| WHAT IS NEEDED |
Resume the article on NVIDIA's purchase of Mellanox, beginning after its final sentence.
[START OF TEXT PROVIDED]
NVIDIA’s announcement that it would spend $6.9B to buy the data center networking company Mellanox surprised many people, including long-time NVIDIA watchers. It is by far the largest purchase NVIDIA has ever made. The previous companies it bought were much smaller and often bought at fire sale prices. On a relative basis, the 2001 purchase of rival 3dfx assets was that closest analogy, as NVIDIA was a much smaller company back then, as I explained in an earlier article. Buying the 3dfx assets (and hiring 100 of its staff) was an easier move to justify as the new assets could be put to work on NVIDIA’s core business immediately – PC graphics. Mellanox is in a completely different business – data center networking. Mellanox’s products complement NVIDIA’s products without overlap. And with this purchase, NVIDIA signals that it’s serious about being more than just a GPU company. With its accelerator business growing exponentially and by moving into networking, NVIDIA is now a data center company.
There are so many interesting aspects of the Mellanox acquisition to explore: NVIDIA’s deeper entry into Israel’s tech industry; other computing related assets that are at Mellanox (EZChip and Tilera); how will Jensen Huang’s management style play in Israel; Mellanox’s support for CCIX compute accelerator connection protocol vs. NVIDIA’s own NVLink. I’ll save them for a later article. For now, let’s explore this new NVIDIA.
How did NVIDIA get to be a data center company?
It all starts with the discovery (at Stanford), around 2006, that using Graphics Processing Units (GPUs) for some computationally intensive work loads provides a major improvement in performance per watt over a traditional processor or CPU. It turned out that all the little compute elements used to process pixels (texture processing), could be used for crude scientific calculations. The field was initially called GPU Compute. At the same time, graphics were also getting more complex and full-featured math processing capabilities were being added to GPUs. A few people at NVIDIA, including Prof. Bill Dally and the late John Nicholls, took note of the chance to expand the use for GPUs and make a significant difference in the High-Performance Compute (HPC) market. As a result, NVIDIA added more functionality into its GPUs for HPC workloads and developed the Tesla product line, modeled after its Quadro professional workstation product line. The company also developed the CUDA programming framework for its GPUs, but never supported for any other GPUs. AMD, the main competing GPU supplier, chose to wait for OpenCL to develop, which, as is frequent with industry standards, was much slower to develop. NVIDIA was remarkably successfully in HPC and is in 127 of the TOP500 list of Supercomputers and also powers the world’s two fastest supercomputers — the U.S. Department of Energy’s Summit at Oak Ridge National Laboratory and Sierra at Lawrence Livermore National Lab.
[END OF TEXT PROVIDED]
[START OF DATASET EXTRACT]
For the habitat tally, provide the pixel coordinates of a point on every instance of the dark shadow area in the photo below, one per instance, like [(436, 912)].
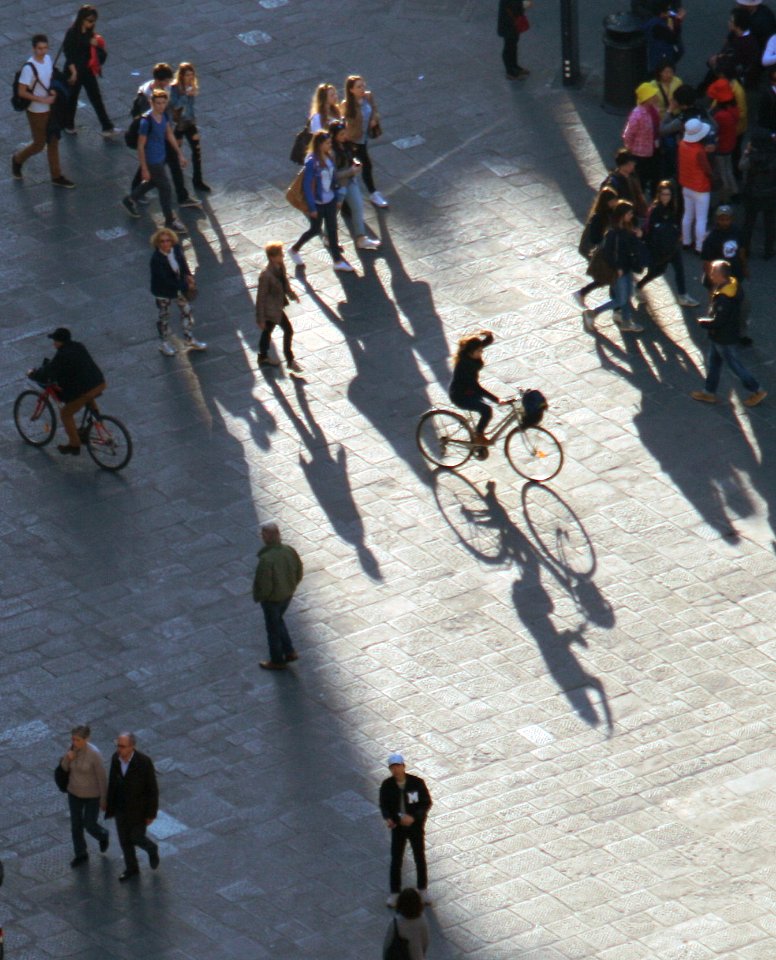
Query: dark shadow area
[(484, 526)]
[END OF DATASET EXTRACT]
| FINAL RESULT |
Because of NVIDIA’s work on GPU computing for HPC, some researchers in AI decided to use the GPU to accelerate new machine learning algorithms called deep convolutional neural networks (DCNN). The combination of new DCNN and GPUs made the training and operation (or inference) of AI neural networks much faster and more accurate than anything before. That led to a Cambrian explosion of AI research and applications, with NVIDIA leading the wave. The company quickly adapted its GPUs for these new work loads, adding new math functions and even dedicated processing elements called Tensor Cores. NVIDIA also developed a series of software libraries under the name cuDNN optimized for CUDA and deep neural networks.
As a result of the explosion in AI research, each cloud vendor has developed their own language – Google has TensorFlow, Facebook has Pytorch/Caffe 2, etc. Even with this fragmentation of AI frameworks, the field is still growing at a rapid pace. Still research into new algorithms is continuing and therefore a flexible approach has long-term cost of ownership benefits. Because of the flexibility of accelerators like the GPU (or alternatively an FPGA) offer, it is easy to adapt to new algorithms. In his GTC 2019 keynote, Jensen called this architecture “PRADA” – PRogrammable Acceleration of multiple Domains from one Architecture. That architecture compatibility allows the building of an installed base of software and system and drives down the cost of the infrastructure.
Moving from chips to systems
In Jensen’s keynote he made the case that data science is now the 4thpillar of scientific method. NVIDIA realizes that there’s a shortage of data scientists and AI researchers, therefore, the productivity of these people is important and to keep the momentum going, it is important to bring the resources to a wider range of developers. Therefore, the company designed DGX workstations and servers fully loaded with CUDA-X tools and libraries for ML research. The company is expanding its reach to data scientists with new data science platforms from several system OEMs, including Dell, HP Inc, and Lenovo.
Even with the new systems and tools, the industry still faces the challenge of sorting through exabytes of new and existing data for business and scientific insights. This is driving data science to solve the problem of too much data. When we get autonomous vehicles, they will generate exabytes of information that will need to be processed. This is why the company believes more and more data centers will need to build in AI processing to sort through all this data.
Supercomputers vs. Hyperscalers
In its work in HPC, NVIDIA has focused on maximum compute performance on very large problems (scale up). Hyperscale data centers often have many, many compute tasks running concurrently (scale out). The needs of data science fall right in between – large data sets and many users and with characteristics of both scale up and scale out.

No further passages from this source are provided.